Dataset excerpts
::::

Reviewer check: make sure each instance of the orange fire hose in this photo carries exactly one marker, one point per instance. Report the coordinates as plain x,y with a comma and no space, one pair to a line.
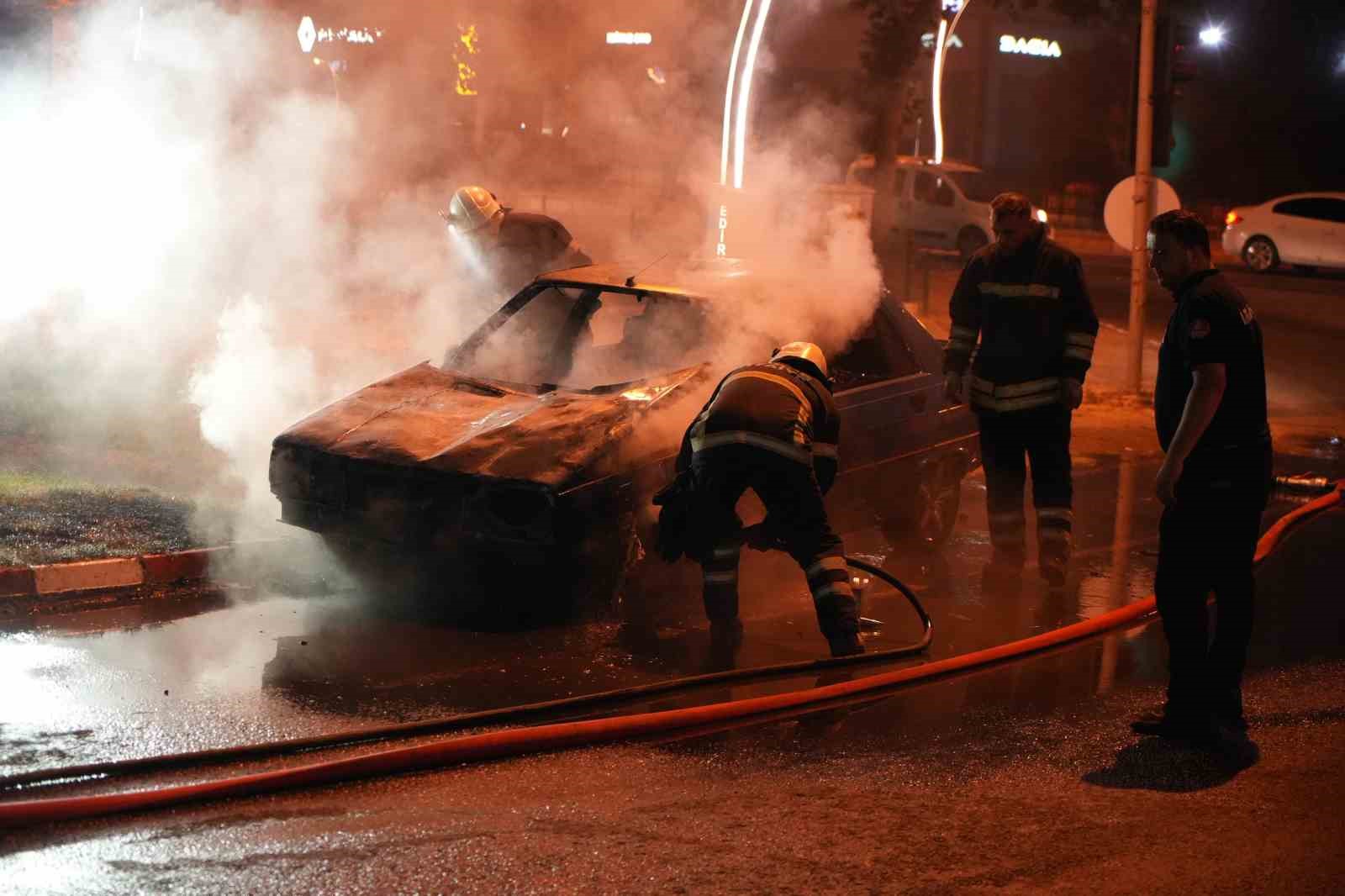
599,730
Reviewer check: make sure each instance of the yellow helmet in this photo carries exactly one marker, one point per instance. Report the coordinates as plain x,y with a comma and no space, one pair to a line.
472,208
804,351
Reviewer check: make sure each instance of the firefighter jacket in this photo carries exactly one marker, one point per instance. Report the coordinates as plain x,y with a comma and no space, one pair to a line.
529,245
775,408
1033,318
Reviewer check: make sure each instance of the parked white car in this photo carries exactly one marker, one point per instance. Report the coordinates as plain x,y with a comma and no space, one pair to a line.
927,201
1305,229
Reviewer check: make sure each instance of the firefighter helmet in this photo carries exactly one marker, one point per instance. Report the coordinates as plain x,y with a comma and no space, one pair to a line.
472,208
802,353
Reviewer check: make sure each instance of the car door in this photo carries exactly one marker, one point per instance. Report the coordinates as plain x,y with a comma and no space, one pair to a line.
1295,230
887,408
1329,215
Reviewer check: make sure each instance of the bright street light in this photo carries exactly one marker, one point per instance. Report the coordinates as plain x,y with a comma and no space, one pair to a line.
1212,35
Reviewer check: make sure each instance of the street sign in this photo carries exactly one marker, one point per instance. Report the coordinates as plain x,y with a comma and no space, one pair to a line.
1120,212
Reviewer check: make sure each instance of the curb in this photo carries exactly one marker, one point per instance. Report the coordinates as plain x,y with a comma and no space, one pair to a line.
116,573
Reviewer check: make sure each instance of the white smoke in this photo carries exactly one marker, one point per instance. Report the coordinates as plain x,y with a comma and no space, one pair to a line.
197,245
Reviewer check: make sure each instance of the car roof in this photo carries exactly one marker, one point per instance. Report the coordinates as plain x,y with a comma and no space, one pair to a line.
685,277
1321,194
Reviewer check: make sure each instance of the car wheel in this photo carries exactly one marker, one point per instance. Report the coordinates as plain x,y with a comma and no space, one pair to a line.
936,503
970,240
1261,255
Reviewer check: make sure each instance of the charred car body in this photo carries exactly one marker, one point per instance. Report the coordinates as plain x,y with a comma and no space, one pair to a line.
535,447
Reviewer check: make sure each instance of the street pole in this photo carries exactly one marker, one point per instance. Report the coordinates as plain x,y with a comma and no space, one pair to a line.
1142,195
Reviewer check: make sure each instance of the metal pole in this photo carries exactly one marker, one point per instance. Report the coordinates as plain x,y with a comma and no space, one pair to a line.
1142,195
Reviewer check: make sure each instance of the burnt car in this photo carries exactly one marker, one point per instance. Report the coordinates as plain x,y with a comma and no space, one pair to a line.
535,447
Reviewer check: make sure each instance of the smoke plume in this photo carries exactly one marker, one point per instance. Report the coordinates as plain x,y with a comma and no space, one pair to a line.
205,246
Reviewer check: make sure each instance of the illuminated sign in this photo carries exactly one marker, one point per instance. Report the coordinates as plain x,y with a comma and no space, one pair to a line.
309,34
927,40
630,37
1029,46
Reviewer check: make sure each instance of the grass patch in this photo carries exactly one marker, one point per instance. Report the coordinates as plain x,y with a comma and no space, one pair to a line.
51,519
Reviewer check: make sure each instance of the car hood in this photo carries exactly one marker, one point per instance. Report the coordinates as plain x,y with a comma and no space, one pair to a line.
436,419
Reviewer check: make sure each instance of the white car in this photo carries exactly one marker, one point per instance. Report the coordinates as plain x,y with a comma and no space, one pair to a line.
1306,229
928,201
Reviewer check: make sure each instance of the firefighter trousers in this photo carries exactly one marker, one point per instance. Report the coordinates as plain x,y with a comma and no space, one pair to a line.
1207,540
1008,441
797,514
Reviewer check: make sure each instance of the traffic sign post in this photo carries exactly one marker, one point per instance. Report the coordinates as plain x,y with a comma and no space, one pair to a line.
1142,187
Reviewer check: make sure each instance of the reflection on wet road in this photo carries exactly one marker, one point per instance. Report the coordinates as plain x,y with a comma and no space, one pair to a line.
235,665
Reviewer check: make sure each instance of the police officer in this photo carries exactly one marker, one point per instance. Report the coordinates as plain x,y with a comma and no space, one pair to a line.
1210,409
1024,298
511,246
773,428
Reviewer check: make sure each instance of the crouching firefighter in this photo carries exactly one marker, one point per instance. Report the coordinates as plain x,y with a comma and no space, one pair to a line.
1026,299
771,428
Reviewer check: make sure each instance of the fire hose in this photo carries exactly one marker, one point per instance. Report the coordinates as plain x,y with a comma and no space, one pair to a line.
488,716
598,730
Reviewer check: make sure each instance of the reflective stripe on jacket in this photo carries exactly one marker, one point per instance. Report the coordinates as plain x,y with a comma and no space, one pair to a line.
775,408
1033,319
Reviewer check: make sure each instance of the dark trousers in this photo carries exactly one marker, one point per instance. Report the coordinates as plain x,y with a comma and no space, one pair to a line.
1207,540
797,514
1008,440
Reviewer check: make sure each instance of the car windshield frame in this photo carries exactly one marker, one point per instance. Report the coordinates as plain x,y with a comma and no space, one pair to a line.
565,345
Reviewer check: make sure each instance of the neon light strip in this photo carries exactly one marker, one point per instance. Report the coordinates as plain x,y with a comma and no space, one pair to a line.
938,80
746,92
728,93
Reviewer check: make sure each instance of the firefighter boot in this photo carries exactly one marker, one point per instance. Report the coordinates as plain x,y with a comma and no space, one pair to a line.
1055,537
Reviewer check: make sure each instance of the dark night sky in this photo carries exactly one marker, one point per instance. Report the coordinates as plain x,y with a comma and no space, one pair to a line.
1266,114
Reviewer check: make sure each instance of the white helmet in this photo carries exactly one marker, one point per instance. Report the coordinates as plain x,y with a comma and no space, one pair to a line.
472,208
804,351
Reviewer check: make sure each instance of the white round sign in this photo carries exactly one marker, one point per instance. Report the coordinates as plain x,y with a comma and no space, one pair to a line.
1120,212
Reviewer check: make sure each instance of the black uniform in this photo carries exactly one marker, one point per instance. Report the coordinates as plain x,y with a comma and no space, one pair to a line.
528,245
773,430
1037,327
1208,535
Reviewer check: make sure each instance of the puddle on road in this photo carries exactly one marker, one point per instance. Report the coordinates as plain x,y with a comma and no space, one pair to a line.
261,667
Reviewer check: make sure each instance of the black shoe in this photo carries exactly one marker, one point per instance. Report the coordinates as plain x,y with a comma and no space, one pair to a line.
1232,720
1192,728
847,645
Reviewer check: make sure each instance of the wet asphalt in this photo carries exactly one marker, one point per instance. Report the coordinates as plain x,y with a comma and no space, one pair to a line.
1015,777
1020,777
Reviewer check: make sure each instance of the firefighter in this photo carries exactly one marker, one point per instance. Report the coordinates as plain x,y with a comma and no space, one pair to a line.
1024,298
773,428
511,246
1210,409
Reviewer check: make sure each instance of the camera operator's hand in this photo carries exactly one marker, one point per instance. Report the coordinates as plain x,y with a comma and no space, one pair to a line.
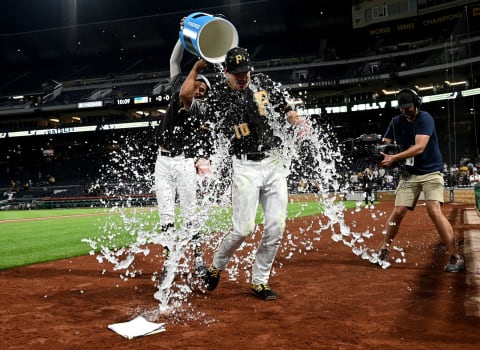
388,160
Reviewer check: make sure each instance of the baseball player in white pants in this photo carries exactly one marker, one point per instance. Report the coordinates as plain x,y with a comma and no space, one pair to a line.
246,110
182,142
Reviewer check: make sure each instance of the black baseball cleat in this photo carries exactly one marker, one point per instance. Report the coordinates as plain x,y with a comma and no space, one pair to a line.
200,268
263,291
212,277
455,264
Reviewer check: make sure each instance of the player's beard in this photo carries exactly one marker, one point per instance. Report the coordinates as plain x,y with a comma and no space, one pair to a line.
242,83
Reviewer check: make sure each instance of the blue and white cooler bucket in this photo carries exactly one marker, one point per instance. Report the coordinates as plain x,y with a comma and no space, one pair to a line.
208,36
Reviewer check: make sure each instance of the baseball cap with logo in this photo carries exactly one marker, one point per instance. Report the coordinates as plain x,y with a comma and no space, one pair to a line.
405,99
203,78
238,61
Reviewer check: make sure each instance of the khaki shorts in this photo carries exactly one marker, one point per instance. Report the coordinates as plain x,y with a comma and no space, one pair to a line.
409,189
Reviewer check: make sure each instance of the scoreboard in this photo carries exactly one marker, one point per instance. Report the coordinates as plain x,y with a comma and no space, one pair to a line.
162,100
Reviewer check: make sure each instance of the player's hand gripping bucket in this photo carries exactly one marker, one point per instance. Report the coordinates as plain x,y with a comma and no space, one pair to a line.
208,36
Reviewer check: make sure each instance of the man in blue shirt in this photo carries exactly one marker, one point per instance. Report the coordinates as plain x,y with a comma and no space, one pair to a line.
414,131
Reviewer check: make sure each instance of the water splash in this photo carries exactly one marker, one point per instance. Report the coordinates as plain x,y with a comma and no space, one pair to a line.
133,227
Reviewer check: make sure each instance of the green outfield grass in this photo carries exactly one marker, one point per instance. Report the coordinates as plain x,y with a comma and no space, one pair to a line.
45,235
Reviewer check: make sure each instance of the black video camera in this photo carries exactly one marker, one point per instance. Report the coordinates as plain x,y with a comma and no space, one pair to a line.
388,148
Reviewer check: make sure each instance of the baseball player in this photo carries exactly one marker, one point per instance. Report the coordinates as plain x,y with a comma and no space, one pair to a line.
244,109
183,142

::::

To do
Look for the line with "player in this" in the records above. Repeat it and each line after it exactly.

Output
Reviewer check: make sure each instance of the baseball player in this photo carries exactly one marker, one point per instance. Report the coordinates as plain x,y with a comma and no space, one pair to a line.
244,109
183,142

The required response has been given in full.